[Your instructions]:
What is needed is an exact copy of all the entries below.

[Stored data entries]:
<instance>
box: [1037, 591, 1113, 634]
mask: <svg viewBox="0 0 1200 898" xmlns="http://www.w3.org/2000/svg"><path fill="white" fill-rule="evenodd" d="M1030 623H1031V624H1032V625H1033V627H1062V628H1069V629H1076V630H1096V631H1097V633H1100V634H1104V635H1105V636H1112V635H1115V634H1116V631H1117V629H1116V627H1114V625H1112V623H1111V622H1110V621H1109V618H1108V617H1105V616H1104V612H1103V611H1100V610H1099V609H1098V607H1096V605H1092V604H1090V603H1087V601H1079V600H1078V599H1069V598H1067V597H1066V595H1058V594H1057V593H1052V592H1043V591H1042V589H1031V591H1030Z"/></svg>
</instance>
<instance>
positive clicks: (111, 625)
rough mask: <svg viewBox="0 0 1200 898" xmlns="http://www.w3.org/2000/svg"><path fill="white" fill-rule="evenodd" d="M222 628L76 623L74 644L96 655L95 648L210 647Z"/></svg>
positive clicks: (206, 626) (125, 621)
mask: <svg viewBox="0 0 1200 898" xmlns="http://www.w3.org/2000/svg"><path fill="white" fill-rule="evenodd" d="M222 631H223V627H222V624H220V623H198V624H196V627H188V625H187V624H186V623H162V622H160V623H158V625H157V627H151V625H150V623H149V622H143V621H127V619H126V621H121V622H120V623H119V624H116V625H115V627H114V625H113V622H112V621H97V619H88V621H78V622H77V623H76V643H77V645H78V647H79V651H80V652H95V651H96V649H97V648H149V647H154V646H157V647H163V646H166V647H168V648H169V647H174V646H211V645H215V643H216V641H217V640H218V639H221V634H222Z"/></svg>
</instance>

[Solution below]:
<instance>
box: [1037, 591, 1113, 634]
mask: <svg viewBox="0 0 1200 898" xmlns="http://www.w3.org/2000/svg"><path fill="white" fill-rule="evenodd" d="M1030 623H1031V624H1032V625H1033V627H1062V628H1069V629H1076V630H1096V631H1097V633H1100V634H1104V635H1105V636H1112V635H1115V634H1116V631H1117V629H1116V627H1114V625H1112V623H1111V622H1110V621H1109V618H1108V617H1105V616H1104V612H1103V611H1100V610H1099V609H1098V607H1096V605H1092V604H1090V603H1087V601H1079V600H1078V599H1069V598H1067V597H1066V595H1058V594H1057V593H1052V592H1043V591H1042V589H1031V591H1030Z"/></svg>
</instance>
<instance>
positive clicks: (111, 625)
rough mask: <svg viewBox="0 0 1200 898" xmlns="http://www.w3.org/2000/svg"><path fill="white" fill-rule="evenodd" d="M222 628L76 623L74 644L96 655L95 648L210 647Z"/></svg>
positive clicks: (206, 626) (125, 621)
mask: <svg viewBox="0 0 1200 898" xmlns="http://www.w3.org/2000/svg"><path fill="white" fill-rule="evenodd" d="M222 631H223V627H222V624H220V623H198V624H196V627H188V625H187V624H186V623H162V622H160V623H158V625H157V627H151V625H150V623H149V622H143V621H127V619H126V621H121V622H120V623H119V624H116V625H115V627H114V625H113V622H112V621H97V619H88V621H78V622H77V623H76V643H77V645H78V647H79V651H80V652H95V651H96V649H97V648H149V647H154V646H157V647H163V646H166V647H168V648H169V647H174V646H211V645H215V643H216V641H217V640H218V639H221V634H222Z"/></svg>
</instance>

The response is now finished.